----- Records for processing -----
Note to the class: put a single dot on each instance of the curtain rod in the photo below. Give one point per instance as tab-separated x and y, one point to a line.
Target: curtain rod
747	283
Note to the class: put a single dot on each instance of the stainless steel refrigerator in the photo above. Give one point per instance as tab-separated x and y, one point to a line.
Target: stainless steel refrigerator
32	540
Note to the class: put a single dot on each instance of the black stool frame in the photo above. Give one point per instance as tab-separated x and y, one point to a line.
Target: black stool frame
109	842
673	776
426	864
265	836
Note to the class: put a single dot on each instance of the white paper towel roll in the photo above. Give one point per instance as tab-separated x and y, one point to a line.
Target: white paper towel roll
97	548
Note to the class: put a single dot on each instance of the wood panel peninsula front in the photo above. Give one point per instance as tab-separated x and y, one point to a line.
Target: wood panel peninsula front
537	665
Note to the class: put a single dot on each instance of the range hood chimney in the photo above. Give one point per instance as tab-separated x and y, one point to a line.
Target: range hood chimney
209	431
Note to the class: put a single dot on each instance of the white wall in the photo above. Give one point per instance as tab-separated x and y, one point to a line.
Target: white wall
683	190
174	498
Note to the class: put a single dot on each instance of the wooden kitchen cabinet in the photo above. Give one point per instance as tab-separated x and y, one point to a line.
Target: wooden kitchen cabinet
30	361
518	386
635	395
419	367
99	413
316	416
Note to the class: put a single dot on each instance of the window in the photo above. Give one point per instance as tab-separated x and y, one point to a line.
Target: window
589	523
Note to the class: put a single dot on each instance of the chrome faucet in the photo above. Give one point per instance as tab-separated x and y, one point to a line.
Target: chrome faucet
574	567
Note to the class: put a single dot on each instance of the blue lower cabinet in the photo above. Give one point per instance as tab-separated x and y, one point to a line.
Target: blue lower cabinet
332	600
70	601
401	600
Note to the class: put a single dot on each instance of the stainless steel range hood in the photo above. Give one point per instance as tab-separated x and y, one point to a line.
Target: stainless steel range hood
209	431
-----
----- Records for processing -----
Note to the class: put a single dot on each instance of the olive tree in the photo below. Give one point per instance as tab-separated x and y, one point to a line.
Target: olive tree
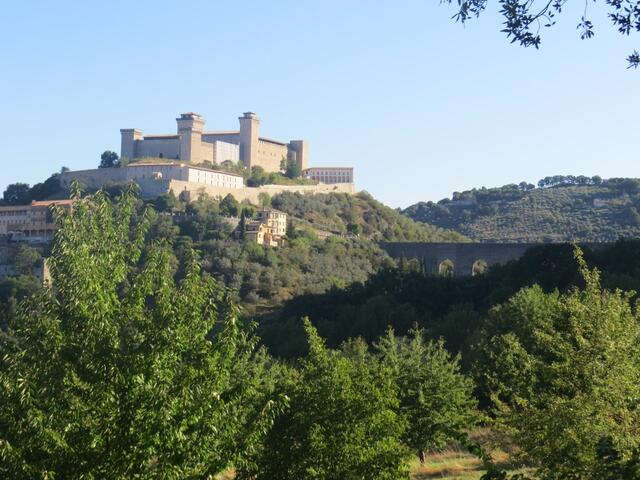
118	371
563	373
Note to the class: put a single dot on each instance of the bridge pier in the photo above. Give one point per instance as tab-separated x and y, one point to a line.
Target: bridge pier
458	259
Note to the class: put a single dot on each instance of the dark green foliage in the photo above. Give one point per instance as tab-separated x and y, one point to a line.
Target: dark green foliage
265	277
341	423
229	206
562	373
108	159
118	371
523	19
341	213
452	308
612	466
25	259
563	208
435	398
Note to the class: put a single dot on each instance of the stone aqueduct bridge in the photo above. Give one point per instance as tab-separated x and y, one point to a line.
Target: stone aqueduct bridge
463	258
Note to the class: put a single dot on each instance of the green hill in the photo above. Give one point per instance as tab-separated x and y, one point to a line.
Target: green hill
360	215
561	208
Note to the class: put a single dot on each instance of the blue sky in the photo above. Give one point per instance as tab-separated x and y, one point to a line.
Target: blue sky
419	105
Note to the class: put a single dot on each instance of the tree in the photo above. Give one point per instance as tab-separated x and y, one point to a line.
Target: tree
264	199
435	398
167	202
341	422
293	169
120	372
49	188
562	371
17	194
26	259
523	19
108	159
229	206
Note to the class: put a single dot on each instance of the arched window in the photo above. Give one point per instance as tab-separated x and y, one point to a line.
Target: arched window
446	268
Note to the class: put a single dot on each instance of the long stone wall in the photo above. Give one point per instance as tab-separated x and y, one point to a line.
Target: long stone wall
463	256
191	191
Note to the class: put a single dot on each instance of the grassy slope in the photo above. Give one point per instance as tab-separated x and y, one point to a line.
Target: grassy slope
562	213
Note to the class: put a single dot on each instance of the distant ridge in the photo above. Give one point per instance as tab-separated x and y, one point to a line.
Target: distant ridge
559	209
-----
----- Records for processing -----
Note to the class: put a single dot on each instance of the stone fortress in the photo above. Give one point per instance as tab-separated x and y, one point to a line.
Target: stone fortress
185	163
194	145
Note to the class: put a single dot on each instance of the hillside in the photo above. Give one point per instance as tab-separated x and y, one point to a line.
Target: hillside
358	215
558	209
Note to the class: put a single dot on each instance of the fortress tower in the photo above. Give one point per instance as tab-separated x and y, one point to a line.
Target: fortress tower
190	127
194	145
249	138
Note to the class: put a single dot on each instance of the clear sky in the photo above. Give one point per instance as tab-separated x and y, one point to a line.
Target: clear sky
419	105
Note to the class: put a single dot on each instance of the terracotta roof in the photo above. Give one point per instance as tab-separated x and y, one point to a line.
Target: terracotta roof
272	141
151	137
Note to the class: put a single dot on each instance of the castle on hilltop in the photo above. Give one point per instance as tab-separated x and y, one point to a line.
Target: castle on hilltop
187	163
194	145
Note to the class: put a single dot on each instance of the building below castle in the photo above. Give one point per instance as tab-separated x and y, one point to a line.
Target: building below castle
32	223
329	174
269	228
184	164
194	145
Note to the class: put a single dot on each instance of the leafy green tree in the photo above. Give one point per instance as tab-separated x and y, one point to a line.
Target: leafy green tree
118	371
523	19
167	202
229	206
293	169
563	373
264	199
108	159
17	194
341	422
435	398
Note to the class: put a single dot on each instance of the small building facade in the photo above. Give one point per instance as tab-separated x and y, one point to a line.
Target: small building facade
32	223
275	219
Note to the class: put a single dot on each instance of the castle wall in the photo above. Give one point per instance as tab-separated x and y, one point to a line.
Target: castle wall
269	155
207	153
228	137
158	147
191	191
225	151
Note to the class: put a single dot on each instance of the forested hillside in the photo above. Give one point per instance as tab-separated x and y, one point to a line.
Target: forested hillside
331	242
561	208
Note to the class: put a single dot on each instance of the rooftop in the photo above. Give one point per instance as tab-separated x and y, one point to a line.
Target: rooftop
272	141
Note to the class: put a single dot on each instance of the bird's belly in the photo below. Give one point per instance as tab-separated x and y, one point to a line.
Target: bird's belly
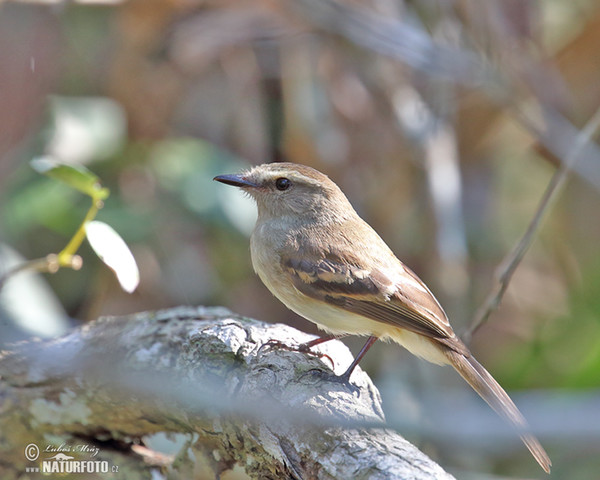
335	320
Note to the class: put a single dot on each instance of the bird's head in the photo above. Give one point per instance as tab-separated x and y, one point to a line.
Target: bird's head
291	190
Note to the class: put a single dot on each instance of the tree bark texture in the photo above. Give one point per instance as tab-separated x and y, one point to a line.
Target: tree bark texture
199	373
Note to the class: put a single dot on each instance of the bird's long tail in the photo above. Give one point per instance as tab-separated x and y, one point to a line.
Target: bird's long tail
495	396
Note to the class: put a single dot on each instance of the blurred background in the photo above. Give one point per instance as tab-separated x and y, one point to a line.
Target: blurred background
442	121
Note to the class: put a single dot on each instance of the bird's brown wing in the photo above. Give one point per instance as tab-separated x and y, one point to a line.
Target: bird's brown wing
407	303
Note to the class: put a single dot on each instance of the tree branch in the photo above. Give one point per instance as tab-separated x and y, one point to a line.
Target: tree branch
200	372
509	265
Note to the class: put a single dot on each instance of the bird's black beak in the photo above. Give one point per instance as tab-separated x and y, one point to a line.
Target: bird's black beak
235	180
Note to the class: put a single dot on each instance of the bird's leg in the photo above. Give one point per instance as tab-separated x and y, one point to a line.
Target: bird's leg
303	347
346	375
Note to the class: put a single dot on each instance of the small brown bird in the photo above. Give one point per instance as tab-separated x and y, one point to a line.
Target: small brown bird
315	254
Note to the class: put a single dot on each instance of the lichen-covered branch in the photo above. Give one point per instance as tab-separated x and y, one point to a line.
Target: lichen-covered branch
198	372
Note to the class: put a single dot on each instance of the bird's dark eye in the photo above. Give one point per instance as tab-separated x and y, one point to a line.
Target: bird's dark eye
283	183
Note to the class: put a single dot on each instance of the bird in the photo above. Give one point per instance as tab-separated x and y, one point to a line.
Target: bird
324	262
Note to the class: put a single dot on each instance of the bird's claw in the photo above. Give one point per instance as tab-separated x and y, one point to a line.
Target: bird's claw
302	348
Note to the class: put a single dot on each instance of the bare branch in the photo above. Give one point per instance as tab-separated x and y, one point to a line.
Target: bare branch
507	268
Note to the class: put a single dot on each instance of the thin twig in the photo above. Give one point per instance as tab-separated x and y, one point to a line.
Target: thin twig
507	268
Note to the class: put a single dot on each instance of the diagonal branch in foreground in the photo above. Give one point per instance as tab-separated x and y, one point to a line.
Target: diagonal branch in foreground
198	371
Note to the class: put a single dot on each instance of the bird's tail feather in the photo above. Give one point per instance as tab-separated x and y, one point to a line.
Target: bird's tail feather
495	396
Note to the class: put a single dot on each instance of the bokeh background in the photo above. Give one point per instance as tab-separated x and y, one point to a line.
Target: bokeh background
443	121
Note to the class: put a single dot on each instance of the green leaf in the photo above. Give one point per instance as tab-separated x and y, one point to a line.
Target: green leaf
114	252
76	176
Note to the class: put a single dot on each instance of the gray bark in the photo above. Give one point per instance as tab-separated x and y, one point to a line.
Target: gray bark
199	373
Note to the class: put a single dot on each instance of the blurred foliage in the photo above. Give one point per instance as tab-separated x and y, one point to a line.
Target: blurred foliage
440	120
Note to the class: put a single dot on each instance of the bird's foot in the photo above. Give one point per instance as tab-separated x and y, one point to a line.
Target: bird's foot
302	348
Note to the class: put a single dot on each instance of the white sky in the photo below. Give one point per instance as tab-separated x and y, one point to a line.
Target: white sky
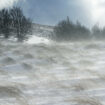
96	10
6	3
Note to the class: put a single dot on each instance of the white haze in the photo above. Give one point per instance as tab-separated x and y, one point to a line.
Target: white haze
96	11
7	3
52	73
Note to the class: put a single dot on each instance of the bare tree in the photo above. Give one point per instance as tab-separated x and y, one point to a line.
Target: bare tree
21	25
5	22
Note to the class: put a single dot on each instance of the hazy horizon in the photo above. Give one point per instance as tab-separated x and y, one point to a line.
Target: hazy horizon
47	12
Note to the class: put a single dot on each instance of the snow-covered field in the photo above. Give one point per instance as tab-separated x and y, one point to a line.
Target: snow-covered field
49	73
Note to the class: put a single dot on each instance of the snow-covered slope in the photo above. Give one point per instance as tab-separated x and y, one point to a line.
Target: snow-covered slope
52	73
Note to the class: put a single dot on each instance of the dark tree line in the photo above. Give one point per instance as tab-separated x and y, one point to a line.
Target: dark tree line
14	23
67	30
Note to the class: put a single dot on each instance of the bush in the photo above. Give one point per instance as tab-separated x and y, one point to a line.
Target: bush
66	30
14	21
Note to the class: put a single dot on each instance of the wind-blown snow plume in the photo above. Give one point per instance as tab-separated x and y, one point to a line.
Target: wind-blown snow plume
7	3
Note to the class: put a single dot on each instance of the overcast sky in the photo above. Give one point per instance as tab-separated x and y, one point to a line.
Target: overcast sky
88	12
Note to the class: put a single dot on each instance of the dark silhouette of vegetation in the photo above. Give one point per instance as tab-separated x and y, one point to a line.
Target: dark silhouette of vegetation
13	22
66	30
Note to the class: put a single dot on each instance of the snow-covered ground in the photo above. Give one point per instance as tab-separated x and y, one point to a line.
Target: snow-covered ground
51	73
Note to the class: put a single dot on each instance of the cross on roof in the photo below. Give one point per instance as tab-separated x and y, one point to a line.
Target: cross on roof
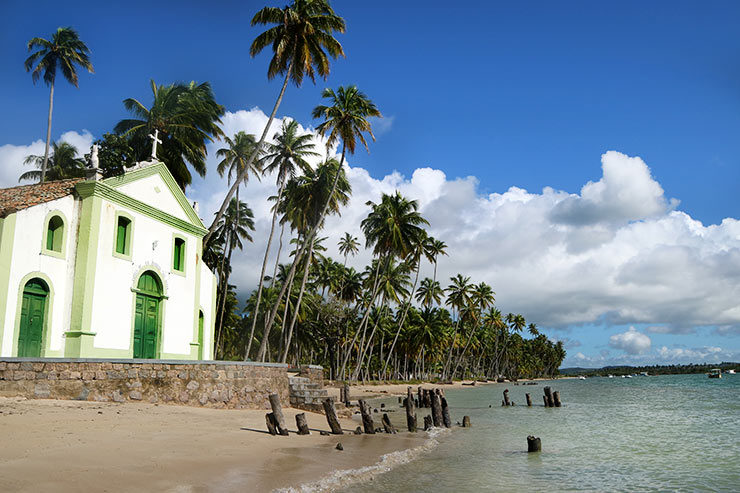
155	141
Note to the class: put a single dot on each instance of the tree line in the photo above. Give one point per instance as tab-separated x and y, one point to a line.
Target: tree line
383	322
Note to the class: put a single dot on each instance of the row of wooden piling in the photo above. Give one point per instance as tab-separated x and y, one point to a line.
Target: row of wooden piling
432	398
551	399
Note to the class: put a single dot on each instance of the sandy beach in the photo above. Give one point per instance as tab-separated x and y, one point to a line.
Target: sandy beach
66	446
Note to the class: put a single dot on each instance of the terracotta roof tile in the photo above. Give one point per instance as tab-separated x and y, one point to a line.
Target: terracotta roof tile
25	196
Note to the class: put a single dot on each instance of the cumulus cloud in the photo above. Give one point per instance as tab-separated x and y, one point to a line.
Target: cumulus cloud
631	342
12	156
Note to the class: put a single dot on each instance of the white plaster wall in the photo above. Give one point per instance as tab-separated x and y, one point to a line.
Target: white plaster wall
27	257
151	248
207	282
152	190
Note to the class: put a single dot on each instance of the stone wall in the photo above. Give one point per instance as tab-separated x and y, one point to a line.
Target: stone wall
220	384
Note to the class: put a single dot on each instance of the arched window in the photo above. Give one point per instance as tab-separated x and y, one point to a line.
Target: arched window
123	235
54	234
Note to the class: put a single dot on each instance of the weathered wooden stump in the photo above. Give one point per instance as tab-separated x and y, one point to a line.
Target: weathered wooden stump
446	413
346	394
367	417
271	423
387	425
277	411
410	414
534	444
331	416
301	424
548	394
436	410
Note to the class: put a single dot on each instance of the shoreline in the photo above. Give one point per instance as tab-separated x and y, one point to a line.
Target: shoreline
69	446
-----
The lines above from the one with "the green leaf" through the one with "the bird's foot" are to be duplicated exactly, ends included, with nothing added.

* _Output for this exercise_:
Note to the class: put a single dot on each instance of the green leaf in the photo above. Give one point per instance as tab-separated x and y, one point to a line.
Target: green leaf
114	252
76	176
Note to the class: put a single dot on each instance of the gray bark in the photo above. Give one point per instance as tab-separated x and y, one point to a line.
Target: gray bark
199	373
Note to the class: put a single dot on each instance of the blurred foliage in the photo above. Give one point per instance as tab-separated x and y, one point to a line.
Target: blurred foliage
440	120
Note to the class: put a single dot on each instance of the bird's foot in the photo above. Give one point per instance as tab-separated x and y, one point to a line.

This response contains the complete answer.